**MATERIAL PROVIDED:**
——

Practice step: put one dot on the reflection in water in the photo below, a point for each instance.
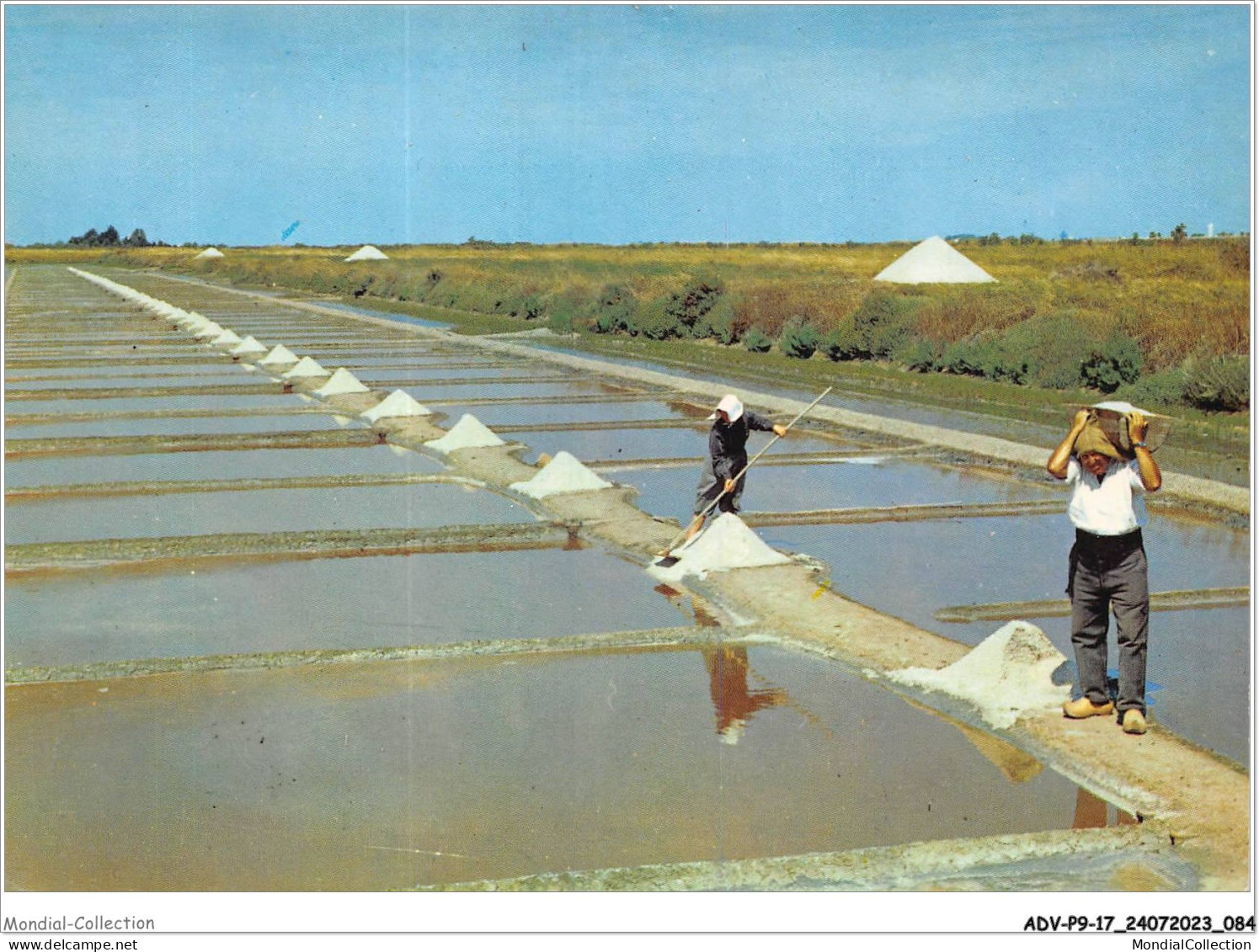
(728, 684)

——

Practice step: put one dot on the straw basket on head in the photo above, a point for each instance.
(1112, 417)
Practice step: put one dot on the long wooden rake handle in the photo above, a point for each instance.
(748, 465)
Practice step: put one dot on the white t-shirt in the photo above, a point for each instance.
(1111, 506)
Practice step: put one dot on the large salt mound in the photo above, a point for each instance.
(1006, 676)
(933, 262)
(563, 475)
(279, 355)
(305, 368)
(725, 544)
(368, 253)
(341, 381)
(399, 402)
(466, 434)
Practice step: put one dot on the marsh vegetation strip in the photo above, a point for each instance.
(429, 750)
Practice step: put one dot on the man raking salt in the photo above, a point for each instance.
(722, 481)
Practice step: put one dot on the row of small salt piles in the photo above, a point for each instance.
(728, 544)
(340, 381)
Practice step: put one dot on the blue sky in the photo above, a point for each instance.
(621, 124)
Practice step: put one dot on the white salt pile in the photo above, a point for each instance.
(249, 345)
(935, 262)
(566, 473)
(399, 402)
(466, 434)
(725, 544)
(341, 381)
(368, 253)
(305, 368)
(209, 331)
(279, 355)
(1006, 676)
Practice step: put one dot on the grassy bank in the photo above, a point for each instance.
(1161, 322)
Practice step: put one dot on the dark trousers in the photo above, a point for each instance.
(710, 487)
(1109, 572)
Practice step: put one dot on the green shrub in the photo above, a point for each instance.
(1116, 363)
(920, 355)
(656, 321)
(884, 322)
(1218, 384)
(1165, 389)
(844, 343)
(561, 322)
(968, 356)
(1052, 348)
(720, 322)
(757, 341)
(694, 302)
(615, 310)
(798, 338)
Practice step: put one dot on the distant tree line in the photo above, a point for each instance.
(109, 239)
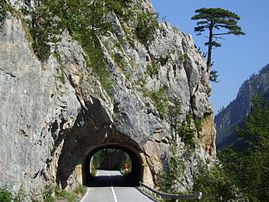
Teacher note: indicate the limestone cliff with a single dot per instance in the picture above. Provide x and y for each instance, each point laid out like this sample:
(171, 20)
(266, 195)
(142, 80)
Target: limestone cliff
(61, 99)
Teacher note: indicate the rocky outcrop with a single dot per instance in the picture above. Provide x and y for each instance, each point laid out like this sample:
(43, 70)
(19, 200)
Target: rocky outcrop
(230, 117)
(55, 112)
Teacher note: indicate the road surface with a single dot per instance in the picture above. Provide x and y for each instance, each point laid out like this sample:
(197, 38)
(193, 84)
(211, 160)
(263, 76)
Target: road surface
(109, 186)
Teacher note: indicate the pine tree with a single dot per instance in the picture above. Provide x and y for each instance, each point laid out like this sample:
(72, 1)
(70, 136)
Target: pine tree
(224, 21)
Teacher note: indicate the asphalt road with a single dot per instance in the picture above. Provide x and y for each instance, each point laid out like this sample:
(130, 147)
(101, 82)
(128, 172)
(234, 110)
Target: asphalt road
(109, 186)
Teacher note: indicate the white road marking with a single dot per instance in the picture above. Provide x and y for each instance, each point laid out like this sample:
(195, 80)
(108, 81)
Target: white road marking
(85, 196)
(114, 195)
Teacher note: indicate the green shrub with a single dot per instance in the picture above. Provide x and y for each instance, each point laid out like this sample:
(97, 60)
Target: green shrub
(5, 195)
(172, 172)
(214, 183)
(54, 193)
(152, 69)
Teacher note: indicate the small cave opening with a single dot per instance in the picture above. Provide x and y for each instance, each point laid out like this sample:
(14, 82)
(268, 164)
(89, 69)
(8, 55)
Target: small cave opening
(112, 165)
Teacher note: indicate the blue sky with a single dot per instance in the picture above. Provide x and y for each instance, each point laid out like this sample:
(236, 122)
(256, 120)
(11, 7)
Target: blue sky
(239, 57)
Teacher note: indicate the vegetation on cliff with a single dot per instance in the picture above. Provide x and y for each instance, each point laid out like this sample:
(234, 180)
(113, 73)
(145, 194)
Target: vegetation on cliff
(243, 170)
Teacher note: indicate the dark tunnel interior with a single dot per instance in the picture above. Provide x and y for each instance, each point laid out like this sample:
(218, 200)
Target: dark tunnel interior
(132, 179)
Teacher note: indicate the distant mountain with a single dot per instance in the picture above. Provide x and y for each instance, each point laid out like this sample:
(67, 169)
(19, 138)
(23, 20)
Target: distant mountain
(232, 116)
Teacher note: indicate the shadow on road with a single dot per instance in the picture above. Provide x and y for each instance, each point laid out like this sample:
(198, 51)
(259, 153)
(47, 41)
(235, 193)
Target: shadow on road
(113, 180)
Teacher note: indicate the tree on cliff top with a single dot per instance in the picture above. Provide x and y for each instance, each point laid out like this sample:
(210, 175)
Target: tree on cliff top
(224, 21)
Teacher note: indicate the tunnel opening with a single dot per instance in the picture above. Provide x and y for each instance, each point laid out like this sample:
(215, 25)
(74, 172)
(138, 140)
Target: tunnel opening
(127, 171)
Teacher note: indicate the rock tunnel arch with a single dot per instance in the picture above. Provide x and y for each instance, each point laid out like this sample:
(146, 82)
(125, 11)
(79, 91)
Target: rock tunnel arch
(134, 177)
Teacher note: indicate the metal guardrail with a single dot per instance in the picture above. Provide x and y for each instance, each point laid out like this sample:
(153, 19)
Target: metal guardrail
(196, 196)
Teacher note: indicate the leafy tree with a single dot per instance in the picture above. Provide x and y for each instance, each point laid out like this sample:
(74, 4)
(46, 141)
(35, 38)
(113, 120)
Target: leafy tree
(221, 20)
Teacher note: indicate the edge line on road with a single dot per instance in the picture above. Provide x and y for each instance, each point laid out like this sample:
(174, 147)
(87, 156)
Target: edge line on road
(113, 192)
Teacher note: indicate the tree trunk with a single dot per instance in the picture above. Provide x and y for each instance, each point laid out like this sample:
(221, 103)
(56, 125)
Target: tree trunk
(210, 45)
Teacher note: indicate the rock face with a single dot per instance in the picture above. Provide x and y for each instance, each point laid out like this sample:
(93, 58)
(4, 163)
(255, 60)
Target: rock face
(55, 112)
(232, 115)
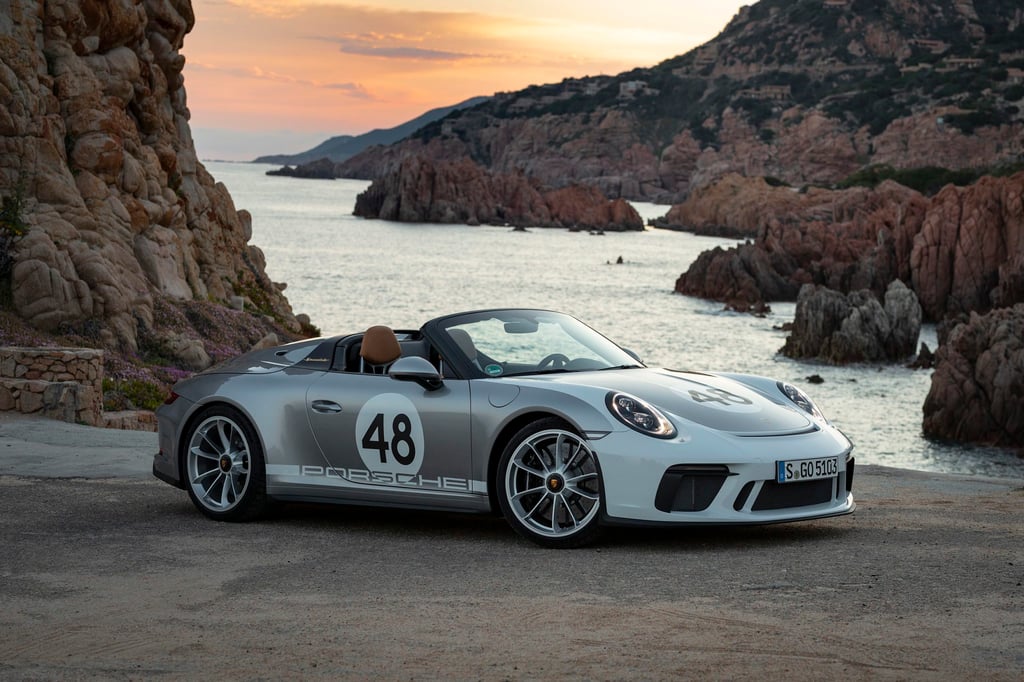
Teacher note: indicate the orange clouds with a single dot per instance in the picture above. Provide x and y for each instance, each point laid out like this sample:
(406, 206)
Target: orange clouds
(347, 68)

——

From the material above, give again exactly the lines from the one that contains "Practice step: put one dot on the green" through the one that contains "Teacher note: indicate the white", and leave out the pictures.

Practice step: put one dot on the green shrub in the photo above, a point for each instance.
(1116, 363)
(920, 355)
(656, 321)
(884, 322)
(1218, 384)
(1165, 389)
(844, 343)
(561, 322)
(968, 356)
(1052, 348)
(720, 322)
(757, 341)
(694, 302)
(615, 310)
(798, 338)
Practice step: put one dot on the distant tree line in the photo above, a point for each instance.
(109, 239)
Teacher note: indicate the limestone cliff with a single dot per instance in the picture above. Provide x and y for each instance, each point laid out like this sample:
(171, 20)
(266, 195)
(142, 80)
Target: limestone cliff
(61, 99)
Teacher note: indicate the rocky outcrop with a single dot per instance in the picture above. Provide x and y for each instance, each point laid out like this sample:
(43, 70)
(19, 200)
Target: rocky outcrop
(230, 117)
(55, 112)
Teacher note: indicate the road surface with a single dot per instance in the picture above. Provide x and y for each instance, each point laid out like this sample:
(197, 38)
(193, 84)
(211, 160)
(263, 76)
Target: road surface
(109, 186)
Teacher note: indicate the pine tree with a single dot per instance in the picture above. Provide x and y for each instance, each point laid out like this sample:
(72, 1)
(70, 136)
Target: pine tree
(224, 21)
Teacher note: indicate the asphalt road with a single dot per instance in the picture above. Provide x and y for each instance, each point laid out like this sample:
(130, 147)
(101, 82)
(128, 172)
(234, 110)
Target: asphalt road
(109, 186)
Teacher note: indicate the white road marking with a single dot per instance in the picture above. Provide x and y for each instance, each point laid out like this sample:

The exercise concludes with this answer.